=== WHAT THE EXERCISE ASKS ===
Please set out the entries below as a Markdown table with the columns Row and Text, one line per row and blank lines left out. Cover the stretch from the first line of the entries through the line containing "pixel 508 542", and nothing past it.

=-=-=-=-=

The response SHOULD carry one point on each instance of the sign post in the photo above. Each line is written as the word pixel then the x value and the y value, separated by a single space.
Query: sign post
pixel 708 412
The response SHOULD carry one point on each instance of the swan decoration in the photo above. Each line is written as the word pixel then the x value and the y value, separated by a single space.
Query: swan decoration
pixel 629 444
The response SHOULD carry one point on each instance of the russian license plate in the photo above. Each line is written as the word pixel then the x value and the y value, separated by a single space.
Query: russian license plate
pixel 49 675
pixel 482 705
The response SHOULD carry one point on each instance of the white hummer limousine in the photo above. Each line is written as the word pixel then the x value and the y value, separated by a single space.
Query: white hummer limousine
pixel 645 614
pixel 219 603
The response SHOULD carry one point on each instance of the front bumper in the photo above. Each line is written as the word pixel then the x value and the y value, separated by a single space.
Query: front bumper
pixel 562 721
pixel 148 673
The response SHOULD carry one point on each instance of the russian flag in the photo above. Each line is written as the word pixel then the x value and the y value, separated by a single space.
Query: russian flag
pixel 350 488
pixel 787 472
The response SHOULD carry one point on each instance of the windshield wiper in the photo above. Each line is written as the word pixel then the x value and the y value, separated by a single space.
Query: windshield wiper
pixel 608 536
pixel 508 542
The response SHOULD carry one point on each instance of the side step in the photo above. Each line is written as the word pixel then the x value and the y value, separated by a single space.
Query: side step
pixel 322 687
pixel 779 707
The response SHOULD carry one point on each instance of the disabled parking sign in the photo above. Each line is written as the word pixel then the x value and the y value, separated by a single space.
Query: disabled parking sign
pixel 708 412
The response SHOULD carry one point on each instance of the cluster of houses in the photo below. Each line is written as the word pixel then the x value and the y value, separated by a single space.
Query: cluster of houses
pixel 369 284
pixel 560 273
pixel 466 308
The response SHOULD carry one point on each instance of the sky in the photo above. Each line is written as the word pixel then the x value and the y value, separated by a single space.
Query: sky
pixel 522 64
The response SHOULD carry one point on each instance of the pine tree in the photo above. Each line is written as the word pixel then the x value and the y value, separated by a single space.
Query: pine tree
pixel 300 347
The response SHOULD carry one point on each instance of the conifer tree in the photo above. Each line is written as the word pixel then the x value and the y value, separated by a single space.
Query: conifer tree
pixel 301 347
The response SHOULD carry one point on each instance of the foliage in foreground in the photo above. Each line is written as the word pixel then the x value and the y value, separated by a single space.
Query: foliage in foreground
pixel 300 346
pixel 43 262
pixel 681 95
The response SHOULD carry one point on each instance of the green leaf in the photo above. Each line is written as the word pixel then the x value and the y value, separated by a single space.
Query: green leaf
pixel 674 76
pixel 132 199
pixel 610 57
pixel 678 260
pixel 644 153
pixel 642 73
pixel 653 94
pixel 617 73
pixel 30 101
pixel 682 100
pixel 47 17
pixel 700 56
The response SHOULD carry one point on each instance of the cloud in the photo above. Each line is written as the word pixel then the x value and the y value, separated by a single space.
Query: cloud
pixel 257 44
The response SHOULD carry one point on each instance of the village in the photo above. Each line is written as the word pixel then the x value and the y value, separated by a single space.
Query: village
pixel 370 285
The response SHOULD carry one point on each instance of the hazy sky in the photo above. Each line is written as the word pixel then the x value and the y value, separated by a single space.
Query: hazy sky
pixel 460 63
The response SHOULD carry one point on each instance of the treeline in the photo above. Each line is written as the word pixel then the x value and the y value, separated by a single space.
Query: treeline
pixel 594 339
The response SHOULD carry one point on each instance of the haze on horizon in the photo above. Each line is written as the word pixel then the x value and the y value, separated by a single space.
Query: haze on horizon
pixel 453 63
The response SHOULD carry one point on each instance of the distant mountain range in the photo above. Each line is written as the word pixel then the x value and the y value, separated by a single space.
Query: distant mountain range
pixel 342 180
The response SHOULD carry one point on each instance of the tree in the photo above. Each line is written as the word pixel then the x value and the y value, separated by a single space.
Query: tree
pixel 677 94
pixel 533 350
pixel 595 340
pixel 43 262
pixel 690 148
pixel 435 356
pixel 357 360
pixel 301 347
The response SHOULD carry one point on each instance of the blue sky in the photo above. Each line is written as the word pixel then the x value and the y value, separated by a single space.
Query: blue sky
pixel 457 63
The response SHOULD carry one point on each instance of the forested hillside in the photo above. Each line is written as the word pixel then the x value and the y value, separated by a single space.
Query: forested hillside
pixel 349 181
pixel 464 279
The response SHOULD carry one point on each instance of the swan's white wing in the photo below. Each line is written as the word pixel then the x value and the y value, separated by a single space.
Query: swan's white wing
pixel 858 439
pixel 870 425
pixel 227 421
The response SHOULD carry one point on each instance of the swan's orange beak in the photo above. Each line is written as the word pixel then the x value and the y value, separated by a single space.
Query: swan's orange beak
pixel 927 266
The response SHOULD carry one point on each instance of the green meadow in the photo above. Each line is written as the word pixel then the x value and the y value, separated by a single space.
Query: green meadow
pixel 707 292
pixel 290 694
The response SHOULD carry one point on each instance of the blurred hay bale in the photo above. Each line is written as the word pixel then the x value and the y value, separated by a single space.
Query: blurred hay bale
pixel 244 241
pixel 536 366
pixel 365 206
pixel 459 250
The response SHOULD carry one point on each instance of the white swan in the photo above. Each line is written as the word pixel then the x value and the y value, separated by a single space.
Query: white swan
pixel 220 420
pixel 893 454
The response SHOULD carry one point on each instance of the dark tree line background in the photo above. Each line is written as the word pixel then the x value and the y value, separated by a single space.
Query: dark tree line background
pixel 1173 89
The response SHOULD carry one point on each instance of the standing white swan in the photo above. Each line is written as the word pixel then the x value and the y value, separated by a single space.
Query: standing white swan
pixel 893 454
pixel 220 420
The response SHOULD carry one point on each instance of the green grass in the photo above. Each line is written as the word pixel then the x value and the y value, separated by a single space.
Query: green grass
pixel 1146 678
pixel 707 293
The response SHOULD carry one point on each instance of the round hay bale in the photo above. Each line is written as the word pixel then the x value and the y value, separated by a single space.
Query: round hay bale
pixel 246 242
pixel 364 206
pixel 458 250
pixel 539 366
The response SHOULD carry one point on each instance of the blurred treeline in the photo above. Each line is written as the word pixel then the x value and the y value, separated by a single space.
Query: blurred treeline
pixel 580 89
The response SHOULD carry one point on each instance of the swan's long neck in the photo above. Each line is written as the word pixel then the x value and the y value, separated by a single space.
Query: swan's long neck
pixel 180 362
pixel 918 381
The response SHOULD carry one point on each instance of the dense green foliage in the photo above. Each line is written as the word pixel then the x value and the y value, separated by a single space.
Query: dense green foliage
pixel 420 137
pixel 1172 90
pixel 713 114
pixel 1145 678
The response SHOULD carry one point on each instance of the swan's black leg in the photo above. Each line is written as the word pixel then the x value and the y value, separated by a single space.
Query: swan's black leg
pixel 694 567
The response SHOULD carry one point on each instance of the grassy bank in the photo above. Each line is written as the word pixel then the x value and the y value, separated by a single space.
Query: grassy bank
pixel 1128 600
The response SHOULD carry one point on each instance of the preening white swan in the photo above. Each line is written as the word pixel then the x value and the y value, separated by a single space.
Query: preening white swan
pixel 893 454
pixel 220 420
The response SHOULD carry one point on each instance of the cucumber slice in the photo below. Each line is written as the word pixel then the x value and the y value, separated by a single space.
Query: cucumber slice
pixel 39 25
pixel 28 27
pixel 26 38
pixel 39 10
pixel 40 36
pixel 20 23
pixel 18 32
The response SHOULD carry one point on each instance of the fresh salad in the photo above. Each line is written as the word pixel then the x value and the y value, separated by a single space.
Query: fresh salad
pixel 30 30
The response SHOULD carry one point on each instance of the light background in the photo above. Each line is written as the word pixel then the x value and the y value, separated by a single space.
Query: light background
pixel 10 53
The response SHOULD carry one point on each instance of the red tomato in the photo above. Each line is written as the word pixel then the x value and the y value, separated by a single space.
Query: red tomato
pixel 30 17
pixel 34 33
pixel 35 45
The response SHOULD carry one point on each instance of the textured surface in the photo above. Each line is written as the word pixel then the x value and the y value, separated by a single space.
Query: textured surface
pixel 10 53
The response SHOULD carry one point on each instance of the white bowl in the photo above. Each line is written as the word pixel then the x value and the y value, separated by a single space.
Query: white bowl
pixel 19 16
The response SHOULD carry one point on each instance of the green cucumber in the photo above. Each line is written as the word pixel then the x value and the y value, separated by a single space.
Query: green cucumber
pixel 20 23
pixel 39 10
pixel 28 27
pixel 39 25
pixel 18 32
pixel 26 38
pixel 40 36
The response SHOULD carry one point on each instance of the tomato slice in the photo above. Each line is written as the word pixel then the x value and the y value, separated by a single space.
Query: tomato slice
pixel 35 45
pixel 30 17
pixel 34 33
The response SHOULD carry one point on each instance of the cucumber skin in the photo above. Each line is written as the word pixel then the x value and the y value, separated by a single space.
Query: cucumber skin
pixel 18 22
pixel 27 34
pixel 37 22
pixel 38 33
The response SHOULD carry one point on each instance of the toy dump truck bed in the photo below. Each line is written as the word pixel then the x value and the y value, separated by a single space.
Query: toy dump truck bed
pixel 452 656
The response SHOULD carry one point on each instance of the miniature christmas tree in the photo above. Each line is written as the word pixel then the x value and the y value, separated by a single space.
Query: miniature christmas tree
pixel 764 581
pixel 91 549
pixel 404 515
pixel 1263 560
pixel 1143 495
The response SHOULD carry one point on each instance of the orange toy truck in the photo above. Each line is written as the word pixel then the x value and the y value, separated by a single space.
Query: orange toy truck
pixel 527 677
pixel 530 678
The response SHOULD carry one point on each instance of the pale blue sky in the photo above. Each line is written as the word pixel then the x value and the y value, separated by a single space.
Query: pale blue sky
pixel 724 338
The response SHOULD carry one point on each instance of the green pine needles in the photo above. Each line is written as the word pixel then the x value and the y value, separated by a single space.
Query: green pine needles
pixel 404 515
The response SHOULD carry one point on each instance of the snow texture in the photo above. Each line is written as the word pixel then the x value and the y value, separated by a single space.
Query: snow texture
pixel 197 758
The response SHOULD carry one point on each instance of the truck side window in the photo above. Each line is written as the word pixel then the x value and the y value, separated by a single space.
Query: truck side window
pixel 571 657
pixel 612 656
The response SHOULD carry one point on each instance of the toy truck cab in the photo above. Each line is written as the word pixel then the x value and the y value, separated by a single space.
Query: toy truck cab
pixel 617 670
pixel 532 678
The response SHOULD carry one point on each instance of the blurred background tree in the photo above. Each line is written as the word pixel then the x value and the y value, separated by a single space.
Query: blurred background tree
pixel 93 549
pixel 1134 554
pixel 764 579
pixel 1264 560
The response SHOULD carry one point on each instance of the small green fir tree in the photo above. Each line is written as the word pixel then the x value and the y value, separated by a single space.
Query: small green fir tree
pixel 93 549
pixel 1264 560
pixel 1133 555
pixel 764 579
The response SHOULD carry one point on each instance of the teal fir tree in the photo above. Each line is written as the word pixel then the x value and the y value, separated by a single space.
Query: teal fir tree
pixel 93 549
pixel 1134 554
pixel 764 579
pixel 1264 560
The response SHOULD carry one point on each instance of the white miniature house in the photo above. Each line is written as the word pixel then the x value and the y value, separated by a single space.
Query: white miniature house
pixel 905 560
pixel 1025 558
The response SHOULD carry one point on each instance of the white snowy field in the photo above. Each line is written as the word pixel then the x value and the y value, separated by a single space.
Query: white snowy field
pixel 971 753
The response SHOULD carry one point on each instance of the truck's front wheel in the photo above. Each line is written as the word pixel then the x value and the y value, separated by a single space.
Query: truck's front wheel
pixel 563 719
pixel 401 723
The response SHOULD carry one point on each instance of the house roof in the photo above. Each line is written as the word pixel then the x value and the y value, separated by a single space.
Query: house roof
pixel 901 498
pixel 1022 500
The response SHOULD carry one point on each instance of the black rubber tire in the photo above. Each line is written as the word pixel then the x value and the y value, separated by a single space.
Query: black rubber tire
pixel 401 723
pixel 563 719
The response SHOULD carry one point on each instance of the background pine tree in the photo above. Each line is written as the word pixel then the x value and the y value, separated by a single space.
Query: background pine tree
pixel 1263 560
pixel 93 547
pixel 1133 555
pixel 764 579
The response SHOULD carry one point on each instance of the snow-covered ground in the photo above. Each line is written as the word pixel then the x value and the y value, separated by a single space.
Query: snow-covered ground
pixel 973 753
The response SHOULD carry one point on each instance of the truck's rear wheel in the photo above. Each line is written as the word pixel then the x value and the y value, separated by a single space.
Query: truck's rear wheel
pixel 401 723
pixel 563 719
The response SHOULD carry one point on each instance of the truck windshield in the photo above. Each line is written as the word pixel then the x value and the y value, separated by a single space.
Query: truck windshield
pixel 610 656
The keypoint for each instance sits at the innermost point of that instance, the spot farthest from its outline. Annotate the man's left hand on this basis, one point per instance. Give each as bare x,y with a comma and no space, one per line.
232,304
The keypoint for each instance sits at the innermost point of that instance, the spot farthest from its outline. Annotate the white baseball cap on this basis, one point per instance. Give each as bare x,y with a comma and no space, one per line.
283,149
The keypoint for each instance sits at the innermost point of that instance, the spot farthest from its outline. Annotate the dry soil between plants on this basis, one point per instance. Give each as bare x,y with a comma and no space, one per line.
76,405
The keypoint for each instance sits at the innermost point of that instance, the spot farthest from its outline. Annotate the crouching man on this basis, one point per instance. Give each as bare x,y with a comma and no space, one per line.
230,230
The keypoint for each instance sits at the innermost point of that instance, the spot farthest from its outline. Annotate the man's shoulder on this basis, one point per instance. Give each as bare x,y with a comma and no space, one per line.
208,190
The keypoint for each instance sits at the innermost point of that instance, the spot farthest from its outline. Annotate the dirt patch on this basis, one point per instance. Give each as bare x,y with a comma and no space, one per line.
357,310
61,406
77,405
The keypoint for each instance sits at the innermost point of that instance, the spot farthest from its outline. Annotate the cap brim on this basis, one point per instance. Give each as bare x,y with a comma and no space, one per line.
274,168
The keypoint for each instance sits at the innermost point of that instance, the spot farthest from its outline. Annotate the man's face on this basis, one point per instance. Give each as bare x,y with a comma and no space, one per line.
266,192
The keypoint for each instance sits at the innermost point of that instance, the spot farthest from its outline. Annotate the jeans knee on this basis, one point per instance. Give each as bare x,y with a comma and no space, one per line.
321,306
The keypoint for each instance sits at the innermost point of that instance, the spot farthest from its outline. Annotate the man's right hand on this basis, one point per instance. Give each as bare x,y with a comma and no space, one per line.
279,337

=-=-=-=-=

=== TASK ANSWER ===
| Row | Text |
|---|---|
| 1 | The response SHOULD carry one point on each instance of the sign post in the photo above. Each line is written as the word pixel then the x value and the y value, separated by a single space. |
| 2 | Query: sign post |
| 3 | pixel 708 412 |
| 4 | The response SHOULD carry one point on each instance of the swan decoration in the photo above. Each line is written as the word pixel then the x value and the y value, separated by a single space. |
| 5 | Query: swan decoration |
| 6 | pixel 629 444 |
| 7 | The response SHOULD carry one point on each instance of the russian license plate in the photo above. Each line is written as the word pixel then the x value and the y value, separated by a single space. |
| 8 | Query: russian license plate |
| 9 | pixel 49 675 |
| 10 | pixel 482 705 |
| 11 | The response SHOULD carry one point on each instance of the white hummer limousine in the photo above. Each line is written as the word pixel then the x value and the y value, separated by a single space. |
| 12 | Query: white hummer limousine |
| 13 | pixel 645 614 |
| 14 | pixel 219 603 |
| 15 | The response SHOULD carry one point on each instance of the front bumper in the photo above. Each line is written as the word pixel then the x value and the y value, separated by a single space. |
| 16 | Query: front bumper |
| 17 | pixel 562 721 |
| 18 | pixel 148 673 |
| 19 | The response SHOULD carry one point on each instance of the russian flag in the photo above. Each line is written as the word pixel then the x value and the y value, separated by a single space. |
| 20 | Query: russian flag |
| 21 | pixel 350 488 |
| 22 | pixel 787 472 |
| 23 | The response SHOULD carry one point on each instance of the windshield wiper in the photo above. Each line is written as the word pixel then the x value and the y value, separated by a single space. |
| 24 | Query: windshield wiper |
| 25 | pixel 608 536 |
| 26 | pixel 508 542 |